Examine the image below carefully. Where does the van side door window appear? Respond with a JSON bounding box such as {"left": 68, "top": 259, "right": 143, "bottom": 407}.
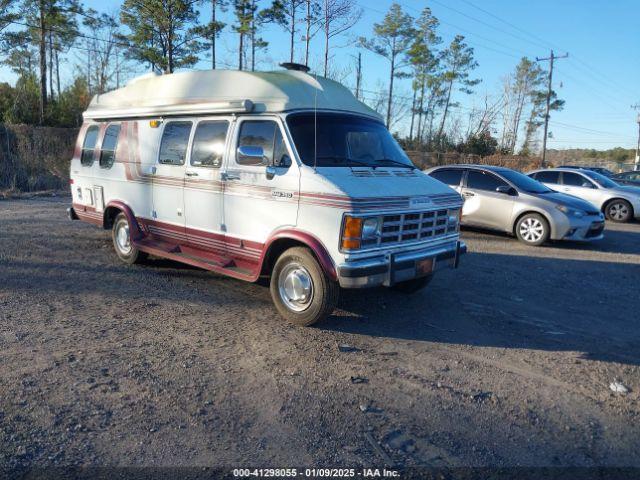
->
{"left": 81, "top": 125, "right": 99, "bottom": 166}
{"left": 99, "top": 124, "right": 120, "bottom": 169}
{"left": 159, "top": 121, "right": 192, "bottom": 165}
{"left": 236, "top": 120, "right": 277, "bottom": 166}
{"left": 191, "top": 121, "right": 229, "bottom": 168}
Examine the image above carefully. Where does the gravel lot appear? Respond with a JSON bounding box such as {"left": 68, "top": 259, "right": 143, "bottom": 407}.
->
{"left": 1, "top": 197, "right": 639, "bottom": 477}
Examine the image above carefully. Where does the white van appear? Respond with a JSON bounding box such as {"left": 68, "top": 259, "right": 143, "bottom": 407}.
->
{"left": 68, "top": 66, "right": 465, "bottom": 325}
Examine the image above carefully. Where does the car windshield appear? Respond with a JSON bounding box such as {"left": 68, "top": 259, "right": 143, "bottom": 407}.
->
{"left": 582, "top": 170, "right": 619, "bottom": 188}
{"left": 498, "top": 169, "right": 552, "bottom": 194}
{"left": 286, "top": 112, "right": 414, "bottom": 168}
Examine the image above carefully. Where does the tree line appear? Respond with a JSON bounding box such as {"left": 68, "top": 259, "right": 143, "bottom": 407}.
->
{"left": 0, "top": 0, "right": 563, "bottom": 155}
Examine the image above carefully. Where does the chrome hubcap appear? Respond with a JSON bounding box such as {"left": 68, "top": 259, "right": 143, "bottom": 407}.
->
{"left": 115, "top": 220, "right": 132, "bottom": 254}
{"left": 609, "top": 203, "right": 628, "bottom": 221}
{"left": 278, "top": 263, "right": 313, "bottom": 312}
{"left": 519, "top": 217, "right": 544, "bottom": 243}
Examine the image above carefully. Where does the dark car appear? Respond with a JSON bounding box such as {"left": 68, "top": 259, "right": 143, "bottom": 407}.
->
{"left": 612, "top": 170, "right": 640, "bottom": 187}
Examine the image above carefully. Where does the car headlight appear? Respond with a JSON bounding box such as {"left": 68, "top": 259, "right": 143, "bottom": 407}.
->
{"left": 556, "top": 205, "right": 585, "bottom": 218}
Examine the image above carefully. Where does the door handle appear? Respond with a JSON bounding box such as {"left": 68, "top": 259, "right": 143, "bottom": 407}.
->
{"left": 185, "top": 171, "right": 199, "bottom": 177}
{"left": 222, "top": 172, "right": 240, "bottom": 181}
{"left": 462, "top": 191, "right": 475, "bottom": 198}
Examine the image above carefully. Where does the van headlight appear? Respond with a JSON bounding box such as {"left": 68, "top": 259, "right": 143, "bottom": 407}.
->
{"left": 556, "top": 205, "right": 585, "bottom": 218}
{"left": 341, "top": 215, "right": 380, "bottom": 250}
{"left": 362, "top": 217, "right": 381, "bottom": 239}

→ **YOUR GOAL**:
Pictures are to be left out; set down everything else in the records exactly.

→ **RESPONSE AREA**:
Examine the image below carefully. Where does the van side door window appear? Respond with a JSON bounding box such as {"left": 68, "top": 259, "right": 143, "bottom": 407}.
->
{"left": 81, "top": 125, "right": 99, "bottom": 166}
{"left": 99, "top": 124, "right": 120, "bottom": 169}
{"left": 159, "top": 121, "right": 192, "bottom": 165}
{"left": 236, "top": 120, "right": 277, "bottom": 166}
{"left": 191, "top": 121, "right": 229, "bottom": 168}
Examine the image above carefully. Where does the gravel lot appear? Respond with a JSON bounding box such as {"left": 68, "top": 259, "right": 143, "bottom": 407}.
->
{"left": 1, "top": 197, "right": 639, "bottom": 477}
Examine the image above carefully. Where does the white van appear? Respond with a JSON bounding box such as {"left": 68, "top": 259, "right": 143, "bottom": 407}.
->
{"left": 68, "top": 66, "right": 465, "bottom": 325}
Examine the image above carefully. Where does the car windshield appear? Respond with a JSON bounding box such as {"left": 68, "top": 259, "right": 143, "bottom": 407}.
->
{"left": 582, "top": 170, "right": 619, "bottom": 188}
{"left": 498, "top": 169, "right": 552, "bottom": 194}
{"left": 286, "top": 112, "right": 414, "bottom": 168}
Examine the image above carefully. Where does the tree line appear? Respond with a JSON bounding box such as {"left": 68, "top": 259, "right": 143, "bottom": 407}.
->
{"left": 0, "top": 0, "right": 563, "bottom": 155}
Examine the image above carefully. Where does the chrome hubcap appear? Respond with a JSON bounding box such as {"left": 68, "top": 259, "right": 143, "bottom": 407}.
->
{"left": 115, "top": 220, "right": 132, "bottom": 254}
{"left": 609, "top": 203, "right": 628, "bottom": 221}
{"left": 278, "top": 263, "right": 313, "bottom": 312}
{"left": 519, "top": 217, "right": 544, "bottom": 243}
Examine the image above carefully. Where does the dark car appear? Respond with a JSON bounding box such as {"left": 68, "top": 259, "right": 143, "bottom": 407}.
->
{"left": 612, "top": 170, "right": 640, "bottom": 187}
Examine the image above carefully. Where does the car headlight appear? Respond with a JSON bounding box such as {"left": 68, "top": 259, "right": 143, "bottom": 407}.
->
{"left": 556, "top": 205, "right": 585, "bottom": 218}
Examine the image above carefully. Where does the door handle appear? Respond with a JSON bounding box such as {"left": 68, "top": 259, "right": 143, "bottom": 407}.
->
{"left": 185, "top": 171, "right": 199, "bottom": 177}
{"left": 222, "top": 172, "right": 240, "bottom": 181}
{"left": 462, "top": 191, "right": 475, "bottom": 198}
Examine the image above carefully. Where does the van headlight appear? Respond with a JSON bounding box such as {"left": 68, "top": 259, "right": 143, "bottom": 407}.
->
{"left": 556, "top": 205, "right": 585, "bottom": 218}
{"left": 341, "top": 215, "right": 380, "bottom": 250}
{"left": 362, "top": 217, "right": 381, "bottom": 239}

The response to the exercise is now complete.